## To do
1/ Answer these questions about the blog post, one line each:
(a) What date appears at the top?
(b) In the "No exit" section, what does the quoted sentence say the government should buy for those who cannot?
(c) In the last paragraph, what word does the post say hippies say?
2/ Can you turn the blog post's paragraph beginning "Now I'm done talking about vouchers" into a short bulleted list that keeps its main points?
3/ Repeat word for word the part of the blog post between "Friday, November 2, 2007" and "doesn't interest me.", inclusive.

Friday, November 2, 2007

It's like Burning Shit for many arguments (Pt 3.)

.... wait. That didn't come out right. Anyway.

Addenda:

I don't. Care. About. The. Teachers.
Or about being being consistent in using capitalization and periods after each word in a sentence for emphasis.
Also, Megan isn't inherently opposed to the existence of public schools, except insofar as she is inherently opposed to their existence and is just lazy about it.
If the public schools in inner cities were managing to educate more than a handful of the students, this would be somewhere on my list of priorities around "privatizing the post office". The existence of public schools qua public schools simply doesn't interest me.
I love when this little stylistic tic of Megan's pops up, because they are rare moments of unintentional honesty. She doesn't feel pressed to do anything about it, but a public post office is a bad idea, to Megan. Next week, Megan begins her series on why shootings at Post Offices are due to the existence of a public postal system. But first, a passive aggressive admission that her self righteous posts about vouchers this week haven't accomplished anything. (Perhaps like her charity for poor kids whut poor kids can't afford?)*
Now I'm done talking about vouchers. Either you agree that poor kids should be allowed to exit until the system works for them, or they don't. My model of voucher beliefs predicts that people will get angry at me when I challenge their beliefs without changing their minds, and indeed, they are right. And myself, I'm too angry on the subject to do much good. The people saying that they want details before they'll commit: look, obviously design matters. If you concede the right of exit, I'm happy to debate details. But until you do, it's a waste of time.
If you agree to play Calvinball with me, we can play.

*- Nope, not gonna drop that one anytime soon.

No exit:
The critique also fails because the fact that I think (as I do) that the government should buy education for those who cannot does not mean that I think it should buy every other good out there.
Heh.
Mainly, this post is about Megan ignoring the implicit point in lunch-table clique buddy Ezra's taking issue with acting self-righteous about the welfare of poor kids, while arguing against giving their parents health care. (Remember Megan pretends to be in favor of health care for kids, probably mostly because she saw what happened to the Malkin thing.) Hypocrisy is whatever Megan says it is, not anything she herself does.

Tarzan confused: Atlas shrugs.
[Megan voice] I totally think there's gonna be a recession, only I'm too aware of how incompetent I am at my job to have the vaguest idea of when it'll happen. You need a bunch of, like, facts and numbers to figure that stuff out, and I'm a girl! Durh dee durh doop durhp. (Misogyny unnecessarily inserted for lack of recent blatant expression here by the wimmin hating me.)

It's the system, man: Remember, hippies say "man", and hippies are automatically dumb, so Megan is trying to explain herself to stupid people who don't see why vouchers are the only way to save baby Jebus from the burning mummies.

## Items
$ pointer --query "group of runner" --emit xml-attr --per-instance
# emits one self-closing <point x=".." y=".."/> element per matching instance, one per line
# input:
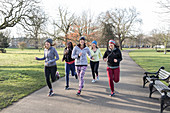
<point x="76" y="61"/>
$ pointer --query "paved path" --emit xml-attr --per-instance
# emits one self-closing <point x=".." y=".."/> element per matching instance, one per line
<point x="130" y="96"/>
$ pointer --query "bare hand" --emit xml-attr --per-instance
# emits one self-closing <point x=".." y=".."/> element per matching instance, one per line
<point x="62" y="60"/>
<point x="105" y="59"/>
<point x="115" y="60"/>
<point x="80" y="54"/>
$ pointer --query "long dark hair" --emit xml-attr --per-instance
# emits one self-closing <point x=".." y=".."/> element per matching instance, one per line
<point x="70" y="44"/>
<point x="96" y="47"/>
<point x="116" y="46"/>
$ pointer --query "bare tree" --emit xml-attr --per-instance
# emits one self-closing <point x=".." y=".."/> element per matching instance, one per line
<point x="14" y="11"/>
<point x="65" y="21"/>
<point x="156" y="38"/>
<point x="123" y="22"/>
<point x="86" y="26"/>
<point x="35" y="24"/>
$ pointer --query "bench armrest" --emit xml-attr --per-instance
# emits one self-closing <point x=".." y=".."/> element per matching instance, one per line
<point x="153" y="79"/>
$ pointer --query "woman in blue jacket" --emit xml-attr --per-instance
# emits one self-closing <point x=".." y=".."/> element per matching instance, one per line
<point x="50" y="57"/>
<point x="113" y="57"/>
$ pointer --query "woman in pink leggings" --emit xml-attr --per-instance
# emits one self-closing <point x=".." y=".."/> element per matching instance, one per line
<point x="79" y="54"/>
<point x="113" y="57"/>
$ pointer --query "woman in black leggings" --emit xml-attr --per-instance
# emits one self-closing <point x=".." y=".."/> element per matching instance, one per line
<point x="50" y="57"/>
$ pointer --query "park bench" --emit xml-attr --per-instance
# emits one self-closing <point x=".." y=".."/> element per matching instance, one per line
<point x="3" y="50"/>
<point x="156" y="84"/>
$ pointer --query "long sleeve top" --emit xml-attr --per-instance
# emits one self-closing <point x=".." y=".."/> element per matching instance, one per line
<point x="96" y="55"/>
<point x="50" y="57"/>
<point x="81" y="60"/>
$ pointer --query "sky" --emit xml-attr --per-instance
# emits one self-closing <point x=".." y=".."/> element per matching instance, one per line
<point x="148" y="9"/>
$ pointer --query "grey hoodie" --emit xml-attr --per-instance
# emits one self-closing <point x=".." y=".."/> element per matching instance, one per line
<point x="50" y="57"/>
<point x="80" y="60"/>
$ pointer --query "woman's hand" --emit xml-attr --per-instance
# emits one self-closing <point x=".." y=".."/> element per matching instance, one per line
<point x="105" y="59"/>
<point x="80" y="54"/>
<point x="115" y="60"/>
<point x="92" y="58"/>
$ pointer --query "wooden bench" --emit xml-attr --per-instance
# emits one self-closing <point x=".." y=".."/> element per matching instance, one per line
<point x="156" y="84"/>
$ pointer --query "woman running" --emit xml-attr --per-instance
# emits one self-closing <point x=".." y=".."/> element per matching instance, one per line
<point x="79" y="53"/>
<point x="113" y="57"/>
<point x="50" y="57"/>
<point x="94" y="64"/>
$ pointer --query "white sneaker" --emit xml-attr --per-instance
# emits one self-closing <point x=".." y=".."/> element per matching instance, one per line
<point x="97" y="77"/>
<point x="93" y="81"/>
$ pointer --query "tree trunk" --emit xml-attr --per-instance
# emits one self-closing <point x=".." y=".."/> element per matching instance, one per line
<point x="165" y="44"/>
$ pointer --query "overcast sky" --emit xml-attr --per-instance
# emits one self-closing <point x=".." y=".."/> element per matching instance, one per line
<point x="147" y="9"/>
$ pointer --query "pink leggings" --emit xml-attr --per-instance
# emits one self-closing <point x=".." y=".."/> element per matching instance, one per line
<point x="113" y="75"/>
<point x="81" y="72"/>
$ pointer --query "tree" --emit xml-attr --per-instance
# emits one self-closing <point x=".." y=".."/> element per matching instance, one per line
<point x="156" y="38"/>
<point x="14" y="11"/>
<point x="123" y="21"/>
<point x="35" y="24"/>
<point x="65" y="21"/>
<point x="4" y="43"/>
<point x="83" y="26"/>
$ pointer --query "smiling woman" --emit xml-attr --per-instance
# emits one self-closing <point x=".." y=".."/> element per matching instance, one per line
<point x="21" y="75"/>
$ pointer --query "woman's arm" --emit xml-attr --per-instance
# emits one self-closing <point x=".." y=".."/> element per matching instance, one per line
<point x="74" y="55"/>
<point x="40" y="58"/>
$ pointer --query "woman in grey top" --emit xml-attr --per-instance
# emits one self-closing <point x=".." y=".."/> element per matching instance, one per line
<point x="50" y="57"/>
<point x="79" y="54"/>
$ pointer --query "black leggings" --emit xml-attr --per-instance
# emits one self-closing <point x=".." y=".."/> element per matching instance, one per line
<point x="94" y="68"/>
<point x="50" y="71"/>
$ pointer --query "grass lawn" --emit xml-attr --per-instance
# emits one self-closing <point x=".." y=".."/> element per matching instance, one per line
<point x="150" y="60"/>
<point x="21" y="74"/>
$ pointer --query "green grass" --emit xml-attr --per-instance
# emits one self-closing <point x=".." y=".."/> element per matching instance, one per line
<point x="21" y="74"/>
<point x="150" y="60"/>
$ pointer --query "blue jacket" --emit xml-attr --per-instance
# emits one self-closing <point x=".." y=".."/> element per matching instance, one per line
<point x="49" y="57"/>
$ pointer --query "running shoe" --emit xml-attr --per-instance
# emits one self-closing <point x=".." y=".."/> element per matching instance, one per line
<point x="50" y="93"/>
<point x="78" y="93"/>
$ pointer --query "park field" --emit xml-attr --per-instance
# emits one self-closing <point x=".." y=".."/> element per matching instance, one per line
<point x="150" y="60"/>
<point x="21" y="74"/>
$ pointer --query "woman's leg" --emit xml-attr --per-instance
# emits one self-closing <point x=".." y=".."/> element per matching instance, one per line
<point x="92" y="69"/>
<point x="116" y="75"/>
<point x="67" y="71"/>
<point x="110" y="77"/>
<point x="96" y="66"/>
<point x="47" y="76"/>
<point x="53" y="73"/>
<point x="81" y="78"/>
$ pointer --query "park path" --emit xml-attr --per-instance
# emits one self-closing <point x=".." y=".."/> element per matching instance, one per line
<point x="130" y="96"/>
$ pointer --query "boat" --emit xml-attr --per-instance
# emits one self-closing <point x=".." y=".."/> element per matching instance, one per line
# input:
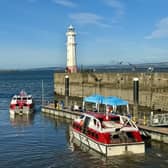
<point x="21" y="104"/>
<point x="108" y="133"/>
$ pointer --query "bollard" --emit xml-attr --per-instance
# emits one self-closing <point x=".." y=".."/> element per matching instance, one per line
<point x="135" y="98"/>
<point x="136" y="90"/>
<point x="66" y="85"/>
<point x="66" y="90"/>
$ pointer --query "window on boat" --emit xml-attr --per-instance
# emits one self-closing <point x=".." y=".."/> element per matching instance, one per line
<point x="94" y="121"/>
<point x="82" y="116"/>
<point x="115" y="119"/>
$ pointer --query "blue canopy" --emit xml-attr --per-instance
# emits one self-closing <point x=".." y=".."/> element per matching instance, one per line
<point x="114" y="101"/>
<point x="95" y="98"/>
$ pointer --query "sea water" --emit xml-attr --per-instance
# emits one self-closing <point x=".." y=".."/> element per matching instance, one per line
<point x="41" y="140"/>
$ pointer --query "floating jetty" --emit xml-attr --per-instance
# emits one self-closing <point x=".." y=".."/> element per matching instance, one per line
<point x="157" y="133"/>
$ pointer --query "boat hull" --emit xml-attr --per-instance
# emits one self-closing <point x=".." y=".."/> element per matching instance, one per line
<point x="21" y="111"/>
<point x="109" y="149"/>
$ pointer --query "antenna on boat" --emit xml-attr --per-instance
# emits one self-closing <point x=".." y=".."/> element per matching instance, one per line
<point x="42" y="93"/>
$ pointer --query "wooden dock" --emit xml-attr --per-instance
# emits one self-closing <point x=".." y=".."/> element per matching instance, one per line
<point x="157" y="133"/>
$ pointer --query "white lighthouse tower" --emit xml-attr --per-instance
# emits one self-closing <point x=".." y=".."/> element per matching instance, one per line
<point x="71" y="50"/>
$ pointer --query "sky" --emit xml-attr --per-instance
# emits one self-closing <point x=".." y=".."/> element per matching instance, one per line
<point x="33" y="32"/>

## Results for the exercise
1/
(a) Friday, November 2, 2007
(b) Education
(c) "Man"

2/
- The writer is finished talking about vouchers.
- Either you agree that poor kids should be allowed to exit until the system works for them, or you don't.
- The writer predicted that people would get angry when their beliefs were challenged without their minds being changed, and they did.
- The writer is too angry about the subject to do much good.
- Design obviously matters. The writer will debate details once the right of exit is conceded. Until then, debating details is a waste of time.

3/
Friday, November 2, 2007

It's like Burning Shit for many arguments (Pt 3.)

.... wait. That didn't come out right. Anyway.

Addenda:

I don't. Care. About. The. Teachers.
Or about being being consistent in using capitalization and periods after each word in a sentence for emphasis.
Also, Megan isn't inherently opposed to the existence of public schools, except insofar as she is inherently opposed to their existence and is just lazy about it.
If the public schools in inner cities were managing to educate more than a handful of the students, this would be somewhere on my list of priorities around "privatizing the post office". The existence of public schools qua public schools simply doesn't interest me.